■ **What is being asked**:
Below are the records; copy each line in which "column" occurs.
......
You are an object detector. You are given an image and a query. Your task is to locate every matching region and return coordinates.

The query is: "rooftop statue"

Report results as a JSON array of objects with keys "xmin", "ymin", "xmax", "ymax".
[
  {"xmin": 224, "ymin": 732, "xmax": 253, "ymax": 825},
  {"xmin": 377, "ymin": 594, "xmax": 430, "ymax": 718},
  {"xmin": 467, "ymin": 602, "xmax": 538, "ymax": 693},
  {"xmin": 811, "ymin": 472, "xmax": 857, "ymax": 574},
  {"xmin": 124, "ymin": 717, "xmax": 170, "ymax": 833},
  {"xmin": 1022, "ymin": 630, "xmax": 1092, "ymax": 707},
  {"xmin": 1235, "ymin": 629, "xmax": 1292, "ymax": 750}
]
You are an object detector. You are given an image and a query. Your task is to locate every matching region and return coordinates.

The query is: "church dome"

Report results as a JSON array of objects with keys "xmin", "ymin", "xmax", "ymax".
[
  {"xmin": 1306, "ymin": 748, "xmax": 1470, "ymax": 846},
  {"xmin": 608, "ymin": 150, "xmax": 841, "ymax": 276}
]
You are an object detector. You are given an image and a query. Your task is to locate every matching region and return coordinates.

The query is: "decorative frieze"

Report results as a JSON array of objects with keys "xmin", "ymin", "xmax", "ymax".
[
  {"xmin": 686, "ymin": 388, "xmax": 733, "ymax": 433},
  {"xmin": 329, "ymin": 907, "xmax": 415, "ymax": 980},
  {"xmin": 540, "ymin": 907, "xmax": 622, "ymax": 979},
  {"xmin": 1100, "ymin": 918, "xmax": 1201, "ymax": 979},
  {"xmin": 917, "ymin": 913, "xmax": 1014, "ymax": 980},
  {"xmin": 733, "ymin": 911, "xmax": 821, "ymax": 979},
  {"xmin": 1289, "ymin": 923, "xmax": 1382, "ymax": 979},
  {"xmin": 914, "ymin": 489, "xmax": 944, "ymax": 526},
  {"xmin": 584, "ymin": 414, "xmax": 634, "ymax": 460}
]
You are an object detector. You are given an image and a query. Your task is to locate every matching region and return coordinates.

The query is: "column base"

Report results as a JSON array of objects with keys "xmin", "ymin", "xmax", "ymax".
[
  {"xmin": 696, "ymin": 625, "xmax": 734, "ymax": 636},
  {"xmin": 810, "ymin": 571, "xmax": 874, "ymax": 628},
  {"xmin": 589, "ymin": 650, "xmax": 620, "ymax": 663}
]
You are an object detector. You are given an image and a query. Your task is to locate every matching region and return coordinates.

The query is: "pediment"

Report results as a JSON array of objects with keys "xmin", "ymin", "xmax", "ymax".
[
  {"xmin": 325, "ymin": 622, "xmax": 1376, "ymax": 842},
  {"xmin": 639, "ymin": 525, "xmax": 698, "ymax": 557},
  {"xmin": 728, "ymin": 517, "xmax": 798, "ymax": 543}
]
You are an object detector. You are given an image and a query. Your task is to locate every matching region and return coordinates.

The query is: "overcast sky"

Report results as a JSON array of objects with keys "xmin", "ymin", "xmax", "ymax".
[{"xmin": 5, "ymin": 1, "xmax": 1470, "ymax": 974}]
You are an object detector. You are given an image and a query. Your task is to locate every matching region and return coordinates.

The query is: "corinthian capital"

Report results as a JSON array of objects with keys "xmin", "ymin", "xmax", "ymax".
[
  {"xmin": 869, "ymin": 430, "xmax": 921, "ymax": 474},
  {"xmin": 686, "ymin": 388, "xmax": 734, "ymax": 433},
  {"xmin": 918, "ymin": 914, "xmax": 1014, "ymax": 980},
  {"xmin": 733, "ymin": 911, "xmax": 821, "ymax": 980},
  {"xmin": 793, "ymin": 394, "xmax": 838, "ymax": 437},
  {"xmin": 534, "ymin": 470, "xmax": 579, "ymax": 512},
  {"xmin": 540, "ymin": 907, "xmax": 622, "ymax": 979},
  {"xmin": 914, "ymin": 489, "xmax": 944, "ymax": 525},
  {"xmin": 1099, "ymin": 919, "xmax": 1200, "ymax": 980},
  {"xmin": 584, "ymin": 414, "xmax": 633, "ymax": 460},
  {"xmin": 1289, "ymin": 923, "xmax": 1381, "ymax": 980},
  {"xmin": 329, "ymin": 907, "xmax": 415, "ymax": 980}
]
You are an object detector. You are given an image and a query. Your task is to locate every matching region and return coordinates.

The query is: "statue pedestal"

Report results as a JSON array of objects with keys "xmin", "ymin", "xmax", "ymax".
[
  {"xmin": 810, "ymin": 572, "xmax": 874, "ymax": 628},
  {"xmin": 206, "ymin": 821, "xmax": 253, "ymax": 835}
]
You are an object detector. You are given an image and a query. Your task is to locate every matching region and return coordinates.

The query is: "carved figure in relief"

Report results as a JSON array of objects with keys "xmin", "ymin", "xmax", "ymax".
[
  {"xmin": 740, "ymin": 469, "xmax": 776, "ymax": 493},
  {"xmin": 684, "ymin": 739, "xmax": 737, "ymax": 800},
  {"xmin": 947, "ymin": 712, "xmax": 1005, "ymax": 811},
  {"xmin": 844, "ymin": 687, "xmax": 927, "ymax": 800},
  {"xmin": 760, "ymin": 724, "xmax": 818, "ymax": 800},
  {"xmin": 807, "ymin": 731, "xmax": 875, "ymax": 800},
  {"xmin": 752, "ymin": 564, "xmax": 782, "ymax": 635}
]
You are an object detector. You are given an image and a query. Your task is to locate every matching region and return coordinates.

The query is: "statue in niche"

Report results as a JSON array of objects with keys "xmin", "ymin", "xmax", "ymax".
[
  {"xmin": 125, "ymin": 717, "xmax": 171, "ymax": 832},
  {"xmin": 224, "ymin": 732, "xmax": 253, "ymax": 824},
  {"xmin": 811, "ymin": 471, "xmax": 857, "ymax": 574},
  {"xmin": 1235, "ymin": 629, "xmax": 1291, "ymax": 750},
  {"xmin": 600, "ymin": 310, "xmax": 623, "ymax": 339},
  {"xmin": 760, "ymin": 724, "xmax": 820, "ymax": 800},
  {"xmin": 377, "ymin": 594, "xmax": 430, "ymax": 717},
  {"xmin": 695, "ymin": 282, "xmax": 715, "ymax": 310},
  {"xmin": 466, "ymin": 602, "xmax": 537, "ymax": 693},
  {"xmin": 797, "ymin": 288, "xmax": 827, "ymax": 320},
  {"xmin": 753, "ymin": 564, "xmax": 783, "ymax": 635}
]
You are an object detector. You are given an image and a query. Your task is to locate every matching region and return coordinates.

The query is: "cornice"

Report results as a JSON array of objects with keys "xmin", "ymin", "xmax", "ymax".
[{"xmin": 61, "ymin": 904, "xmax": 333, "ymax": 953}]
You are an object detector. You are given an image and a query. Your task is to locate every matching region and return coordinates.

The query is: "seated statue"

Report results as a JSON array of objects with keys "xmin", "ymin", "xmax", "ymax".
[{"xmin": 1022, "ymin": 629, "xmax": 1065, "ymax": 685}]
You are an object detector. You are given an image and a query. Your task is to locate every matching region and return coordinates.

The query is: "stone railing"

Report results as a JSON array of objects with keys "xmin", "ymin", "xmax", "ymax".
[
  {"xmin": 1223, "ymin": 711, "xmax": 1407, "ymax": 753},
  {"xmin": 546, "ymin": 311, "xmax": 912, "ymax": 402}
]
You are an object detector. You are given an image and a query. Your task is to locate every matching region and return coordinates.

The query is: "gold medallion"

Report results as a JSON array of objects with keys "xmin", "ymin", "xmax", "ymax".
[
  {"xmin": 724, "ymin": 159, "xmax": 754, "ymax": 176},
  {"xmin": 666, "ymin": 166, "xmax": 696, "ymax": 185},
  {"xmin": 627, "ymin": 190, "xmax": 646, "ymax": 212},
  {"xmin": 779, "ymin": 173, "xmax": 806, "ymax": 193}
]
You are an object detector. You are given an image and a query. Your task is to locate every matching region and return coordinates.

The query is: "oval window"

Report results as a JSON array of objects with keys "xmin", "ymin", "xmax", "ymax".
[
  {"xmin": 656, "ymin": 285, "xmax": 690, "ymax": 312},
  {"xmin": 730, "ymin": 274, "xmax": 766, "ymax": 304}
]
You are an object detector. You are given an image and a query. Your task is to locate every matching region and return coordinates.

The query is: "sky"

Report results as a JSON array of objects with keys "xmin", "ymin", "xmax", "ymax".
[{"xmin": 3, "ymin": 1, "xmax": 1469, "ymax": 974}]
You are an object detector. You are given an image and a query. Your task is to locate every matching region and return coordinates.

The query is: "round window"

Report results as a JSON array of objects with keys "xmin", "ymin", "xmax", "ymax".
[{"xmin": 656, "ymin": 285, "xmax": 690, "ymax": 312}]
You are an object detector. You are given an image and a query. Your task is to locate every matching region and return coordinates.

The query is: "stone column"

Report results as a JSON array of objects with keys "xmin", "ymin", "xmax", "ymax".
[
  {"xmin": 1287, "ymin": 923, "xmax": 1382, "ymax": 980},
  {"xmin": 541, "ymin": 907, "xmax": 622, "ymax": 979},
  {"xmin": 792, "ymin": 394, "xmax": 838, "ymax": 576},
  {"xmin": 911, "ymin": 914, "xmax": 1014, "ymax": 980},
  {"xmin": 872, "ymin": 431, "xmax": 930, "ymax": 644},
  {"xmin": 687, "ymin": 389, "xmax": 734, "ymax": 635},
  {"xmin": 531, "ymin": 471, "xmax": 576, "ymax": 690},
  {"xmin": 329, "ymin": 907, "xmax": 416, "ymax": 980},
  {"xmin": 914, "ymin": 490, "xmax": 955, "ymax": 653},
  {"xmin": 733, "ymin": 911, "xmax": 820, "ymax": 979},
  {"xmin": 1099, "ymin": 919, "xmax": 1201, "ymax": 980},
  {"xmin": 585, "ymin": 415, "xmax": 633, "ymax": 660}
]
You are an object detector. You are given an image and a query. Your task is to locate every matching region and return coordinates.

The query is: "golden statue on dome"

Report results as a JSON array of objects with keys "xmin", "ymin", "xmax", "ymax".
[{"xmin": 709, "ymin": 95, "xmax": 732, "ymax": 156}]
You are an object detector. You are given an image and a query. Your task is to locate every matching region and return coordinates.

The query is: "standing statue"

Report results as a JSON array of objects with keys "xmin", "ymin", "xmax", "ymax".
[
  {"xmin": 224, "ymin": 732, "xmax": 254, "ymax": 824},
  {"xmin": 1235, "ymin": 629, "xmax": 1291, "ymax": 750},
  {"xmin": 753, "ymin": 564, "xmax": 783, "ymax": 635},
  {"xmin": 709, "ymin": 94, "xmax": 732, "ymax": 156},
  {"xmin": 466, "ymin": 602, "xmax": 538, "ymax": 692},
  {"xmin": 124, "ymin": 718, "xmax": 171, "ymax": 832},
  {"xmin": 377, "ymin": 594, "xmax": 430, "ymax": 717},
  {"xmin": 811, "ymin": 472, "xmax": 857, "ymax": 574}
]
......
■ **Worked solution**:
The query is: "column base"
The query is: "stone column"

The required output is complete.